Launched in late December of 2006, COROT mission scientists declared they had detected their first exoplanet, COROT-Exo-1b, on May 3, 2007. The planet is 1.3 times as massive as Jupiter and is very close to its host star, orbiting it every 1.5 days.
The second planet discovered by COROT recently was confirmed by ground-based observations. COROT-exo-2b orbits a star similar to our Sun, somewhat more massive and cooler, but more active. It is located about 800 light-years from Earth in the direction of the constellation Serpens. COROT-exo-2b is a giant planet, 1.4 times larger and 3.5 times more massive than Jupiter. Its average density of 1.5 grams per cubic centimeter is also somewhat higher than Jupiter’s. This massive planet orbits its star in a little less than two days from a distance of about six times the stellar radius.
The extrasolar planets discovered by COROT reveal themselves by “transiting” their star. Transit detection looks for starlight blocked by a planet as it crosses in front of its star from Earth’s point of view. Therefore, COROT will not be able to detect planets that orbit their stars at inclination angles not observable from Earth.

* STORED ROWS *
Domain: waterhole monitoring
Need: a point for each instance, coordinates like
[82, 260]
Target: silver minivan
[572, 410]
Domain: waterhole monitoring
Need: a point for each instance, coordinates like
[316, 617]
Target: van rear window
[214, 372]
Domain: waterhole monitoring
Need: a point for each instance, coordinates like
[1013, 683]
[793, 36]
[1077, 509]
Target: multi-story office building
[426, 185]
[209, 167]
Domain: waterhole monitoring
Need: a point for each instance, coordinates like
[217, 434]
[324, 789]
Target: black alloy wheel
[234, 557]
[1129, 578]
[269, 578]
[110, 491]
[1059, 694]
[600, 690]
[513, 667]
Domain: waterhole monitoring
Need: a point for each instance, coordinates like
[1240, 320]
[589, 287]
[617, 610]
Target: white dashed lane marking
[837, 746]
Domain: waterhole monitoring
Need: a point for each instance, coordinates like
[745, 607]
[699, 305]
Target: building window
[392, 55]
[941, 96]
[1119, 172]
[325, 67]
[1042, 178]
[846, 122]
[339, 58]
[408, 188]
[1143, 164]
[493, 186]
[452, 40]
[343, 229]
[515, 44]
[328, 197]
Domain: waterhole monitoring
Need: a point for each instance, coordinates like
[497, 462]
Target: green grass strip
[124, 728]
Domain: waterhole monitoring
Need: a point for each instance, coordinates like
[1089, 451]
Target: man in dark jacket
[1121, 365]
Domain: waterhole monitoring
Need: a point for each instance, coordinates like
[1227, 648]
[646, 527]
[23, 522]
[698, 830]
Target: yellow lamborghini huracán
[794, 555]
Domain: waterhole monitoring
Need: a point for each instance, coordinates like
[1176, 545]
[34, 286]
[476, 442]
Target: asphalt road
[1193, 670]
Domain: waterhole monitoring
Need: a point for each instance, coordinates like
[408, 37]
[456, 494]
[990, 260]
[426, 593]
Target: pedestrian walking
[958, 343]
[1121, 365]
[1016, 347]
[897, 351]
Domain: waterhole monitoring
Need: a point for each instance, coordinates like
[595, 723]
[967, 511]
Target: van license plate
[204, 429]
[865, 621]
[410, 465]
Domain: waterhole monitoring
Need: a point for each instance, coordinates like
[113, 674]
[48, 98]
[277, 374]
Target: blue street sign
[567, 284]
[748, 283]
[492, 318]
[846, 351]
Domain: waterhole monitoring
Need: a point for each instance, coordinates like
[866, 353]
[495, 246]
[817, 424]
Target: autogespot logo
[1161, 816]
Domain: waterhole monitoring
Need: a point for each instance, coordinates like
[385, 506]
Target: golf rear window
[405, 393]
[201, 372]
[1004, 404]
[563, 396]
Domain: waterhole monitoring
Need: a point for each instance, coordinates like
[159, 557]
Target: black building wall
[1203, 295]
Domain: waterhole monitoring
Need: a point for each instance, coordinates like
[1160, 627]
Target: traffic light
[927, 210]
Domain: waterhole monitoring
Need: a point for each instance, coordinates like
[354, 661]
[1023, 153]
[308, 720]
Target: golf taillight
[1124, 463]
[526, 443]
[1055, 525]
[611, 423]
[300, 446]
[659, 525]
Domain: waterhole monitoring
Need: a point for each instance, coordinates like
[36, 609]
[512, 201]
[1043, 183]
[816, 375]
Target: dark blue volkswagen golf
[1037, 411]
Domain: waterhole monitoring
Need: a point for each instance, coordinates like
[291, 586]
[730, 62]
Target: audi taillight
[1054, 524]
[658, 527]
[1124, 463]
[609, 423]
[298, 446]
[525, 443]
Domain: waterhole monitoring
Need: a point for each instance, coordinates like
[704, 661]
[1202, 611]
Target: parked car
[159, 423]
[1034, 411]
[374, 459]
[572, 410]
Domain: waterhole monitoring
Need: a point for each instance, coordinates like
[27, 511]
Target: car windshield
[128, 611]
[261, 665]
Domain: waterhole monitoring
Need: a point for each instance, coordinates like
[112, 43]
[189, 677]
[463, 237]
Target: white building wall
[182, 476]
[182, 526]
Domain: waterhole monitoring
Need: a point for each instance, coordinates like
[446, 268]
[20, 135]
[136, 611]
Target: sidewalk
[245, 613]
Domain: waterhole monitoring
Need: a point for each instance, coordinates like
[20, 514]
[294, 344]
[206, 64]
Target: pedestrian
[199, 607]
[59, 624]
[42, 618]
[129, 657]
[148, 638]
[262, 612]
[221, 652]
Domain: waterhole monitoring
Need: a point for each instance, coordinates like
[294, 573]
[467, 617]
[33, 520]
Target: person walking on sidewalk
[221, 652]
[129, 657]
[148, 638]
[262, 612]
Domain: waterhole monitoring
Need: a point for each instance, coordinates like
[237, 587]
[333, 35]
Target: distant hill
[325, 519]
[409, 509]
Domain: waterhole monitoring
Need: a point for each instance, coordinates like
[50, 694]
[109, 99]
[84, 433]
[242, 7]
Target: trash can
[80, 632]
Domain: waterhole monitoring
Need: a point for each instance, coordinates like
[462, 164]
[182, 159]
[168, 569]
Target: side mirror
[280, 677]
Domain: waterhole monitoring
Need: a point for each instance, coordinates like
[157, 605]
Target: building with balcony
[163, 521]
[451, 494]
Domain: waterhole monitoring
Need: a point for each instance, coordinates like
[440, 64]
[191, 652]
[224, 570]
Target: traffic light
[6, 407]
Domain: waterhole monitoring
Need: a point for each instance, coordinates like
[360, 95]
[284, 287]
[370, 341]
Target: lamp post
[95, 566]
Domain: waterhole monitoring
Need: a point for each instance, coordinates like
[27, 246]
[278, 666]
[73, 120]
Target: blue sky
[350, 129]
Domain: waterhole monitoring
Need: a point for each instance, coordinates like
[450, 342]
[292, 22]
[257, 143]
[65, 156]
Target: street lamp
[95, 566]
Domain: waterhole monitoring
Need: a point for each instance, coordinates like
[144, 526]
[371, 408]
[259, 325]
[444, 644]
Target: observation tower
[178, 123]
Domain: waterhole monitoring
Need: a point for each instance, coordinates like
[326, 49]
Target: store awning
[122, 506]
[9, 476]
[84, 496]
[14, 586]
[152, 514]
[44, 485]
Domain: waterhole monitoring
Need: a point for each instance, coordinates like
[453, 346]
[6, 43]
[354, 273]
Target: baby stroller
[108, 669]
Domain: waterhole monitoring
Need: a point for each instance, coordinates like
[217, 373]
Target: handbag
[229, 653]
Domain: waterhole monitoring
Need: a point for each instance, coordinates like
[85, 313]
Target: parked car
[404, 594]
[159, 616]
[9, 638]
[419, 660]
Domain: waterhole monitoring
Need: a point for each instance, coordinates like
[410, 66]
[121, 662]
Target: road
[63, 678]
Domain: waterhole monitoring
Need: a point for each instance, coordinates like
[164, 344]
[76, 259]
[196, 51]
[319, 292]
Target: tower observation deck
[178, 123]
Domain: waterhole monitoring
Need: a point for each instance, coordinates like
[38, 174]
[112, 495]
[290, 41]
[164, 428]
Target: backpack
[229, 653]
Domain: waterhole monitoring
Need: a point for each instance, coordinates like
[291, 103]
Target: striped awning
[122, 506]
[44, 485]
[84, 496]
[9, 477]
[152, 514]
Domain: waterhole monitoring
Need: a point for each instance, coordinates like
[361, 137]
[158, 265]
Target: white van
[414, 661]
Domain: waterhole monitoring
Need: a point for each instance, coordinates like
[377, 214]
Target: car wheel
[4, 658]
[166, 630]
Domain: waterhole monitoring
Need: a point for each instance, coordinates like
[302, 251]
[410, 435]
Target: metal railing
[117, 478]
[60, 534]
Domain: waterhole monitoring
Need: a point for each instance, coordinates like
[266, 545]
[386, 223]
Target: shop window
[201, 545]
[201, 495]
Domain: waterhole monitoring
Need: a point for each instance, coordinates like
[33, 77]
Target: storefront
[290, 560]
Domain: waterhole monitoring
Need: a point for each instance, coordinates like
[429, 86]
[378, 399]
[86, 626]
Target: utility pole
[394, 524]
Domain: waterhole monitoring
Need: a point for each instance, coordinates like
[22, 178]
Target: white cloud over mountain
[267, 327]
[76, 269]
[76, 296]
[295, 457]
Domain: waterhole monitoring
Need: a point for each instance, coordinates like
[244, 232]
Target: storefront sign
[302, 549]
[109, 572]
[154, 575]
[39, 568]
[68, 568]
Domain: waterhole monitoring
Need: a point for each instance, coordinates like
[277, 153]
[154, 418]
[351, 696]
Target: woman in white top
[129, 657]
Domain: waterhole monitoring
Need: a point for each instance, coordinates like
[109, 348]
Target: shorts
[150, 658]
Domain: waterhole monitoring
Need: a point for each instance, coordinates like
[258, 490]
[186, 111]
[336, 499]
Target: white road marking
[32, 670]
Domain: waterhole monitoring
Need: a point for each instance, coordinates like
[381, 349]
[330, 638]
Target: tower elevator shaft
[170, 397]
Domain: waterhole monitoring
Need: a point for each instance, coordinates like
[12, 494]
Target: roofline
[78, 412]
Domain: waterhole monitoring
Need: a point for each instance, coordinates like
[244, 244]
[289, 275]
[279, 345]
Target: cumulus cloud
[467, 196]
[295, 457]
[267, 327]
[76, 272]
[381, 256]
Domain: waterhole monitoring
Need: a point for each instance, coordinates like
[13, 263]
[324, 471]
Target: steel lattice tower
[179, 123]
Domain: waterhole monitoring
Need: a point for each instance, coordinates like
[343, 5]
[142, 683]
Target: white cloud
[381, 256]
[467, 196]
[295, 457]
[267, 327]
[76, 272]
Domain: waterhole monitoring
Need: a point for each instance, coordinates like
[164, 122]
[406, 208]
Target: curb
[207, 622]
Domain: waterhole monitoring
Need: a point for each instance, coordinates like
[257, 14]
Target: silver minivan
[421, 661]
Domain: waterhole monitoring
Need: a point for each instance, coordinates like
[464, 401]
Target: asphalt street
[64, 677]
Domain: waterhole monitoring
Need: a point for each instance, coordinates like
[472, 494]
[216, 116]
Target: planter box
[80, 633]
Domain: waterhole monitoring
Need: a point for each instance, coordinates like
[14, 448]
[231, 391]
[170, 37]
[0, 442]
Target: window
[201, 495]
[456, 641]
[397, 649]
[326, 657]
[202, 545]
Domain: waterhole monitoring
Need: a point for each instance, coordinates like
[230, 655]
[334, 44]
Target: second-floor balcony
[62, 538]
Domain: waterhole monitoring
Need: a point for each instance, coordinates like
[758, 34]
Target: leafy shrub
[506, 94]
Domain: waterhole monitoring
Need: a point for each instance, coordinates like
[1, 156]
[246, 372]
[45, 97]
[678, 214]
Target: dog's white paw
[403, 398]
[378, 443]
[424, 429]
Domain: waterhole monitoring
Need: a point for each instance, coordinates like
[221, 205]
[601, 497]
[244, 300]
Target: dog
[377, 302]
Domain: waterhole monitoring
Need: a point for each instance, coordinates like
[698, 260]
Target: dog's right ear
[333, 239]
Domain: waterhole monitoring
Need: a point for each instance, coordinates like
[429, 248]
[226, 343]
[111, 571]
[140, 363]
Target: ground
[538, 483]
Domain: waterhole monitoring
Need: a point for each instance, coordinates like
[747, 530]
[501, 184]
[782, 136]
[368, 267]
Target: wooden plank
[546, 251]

* PROMPT A *
From the COROT passage, write out the portion starting with "Launched in late" and going on through "the stellar radius.".
* PROMPT B *
According to the COROT passage, why can't the mission detect planets whose orbits are tilted at angles not observable from Earth? Answer in one to three sentences.
* PROMPT C *
Give what follows the last sentence of the COROT passage, continuing it from where it stops.

* OUTPUT A *
Launched in late December of 2006, COROT mission scientists declared they had detected their first exoplanet, COROT-Exo-1b, on May 3, 2007. The planet is 1.3 times as massive as Jupiter and is very close to its host star, orbiting it every 1.5 days.
The second planet discovered by COROT recently was confirmed by ground-based observations. COROT-exo-2b orbits a star similar to our Sun, somewhat more massive and cooler, but more active. It is located about 800 light-years from Earth in the direction of the constellation Serpens. COROT-exo-2b is a giant planet, 1.4 times larger and 3.5 times more massive than Jupiter. Its average density of 1.5 grams per cubic centimeter is also somewhat higher than Jupiter’s. This massive planet orbits its star in a little less than two days from a distance of about six times the stellar radius.

* OUTPUT B *
COROT finds planets by transit detection, which looks for starlight blocked by a planet as it crosses in front of its star from Earth's point of view. A planet whose orbit never carries it across the star as seen from Earth blocks none of that light, so COROT cannot detect it.

* OUTPUT C *
So far, most of the over 260 extrasolar planets found to date are massive gas giants like Jupiter. Astronomers hope planetary transit hunts like the COROT mission will find rocky worlds about the size of Earth. COROT will be able to spot short-period transits of 50 days or less, so only planets orbiting close to their stars will be discovered by this mission.
The COROT mission is planned to last for two and a half years. During that time, COROT will observe about 120,000 stars. Astronomers expect to find between 10 to 40 rocky worlds, as well as many gas giants, in each star field that COROT will observe.
Every 150 days COROT will move to conduct new observations in a different star field. The telescope recently completed a 150-day observation sequence towards the region of the galactic center. On October 23, COROT began a new long observation which will last until March 2008.
COROT also will help astronomers learn more about the physics of stars by studying “starquakes” — acoustical waves generated from a star’s interior that ripple across the surface and alter the star’s brightness. The nature of the ripples will allow astronomers to calculate the star’s precise mass, age and chemical composition. 30 stars have been observed as part of the study of stellar seismology so far. The stars observed by COROT range from objects similar to our own Sun to older or more massive stars.
The mission is led by the French national space agency, CNES. The European Space Agency (ESA) provided the optics for the telescope, tested the payload, and is providing support throughout the mission.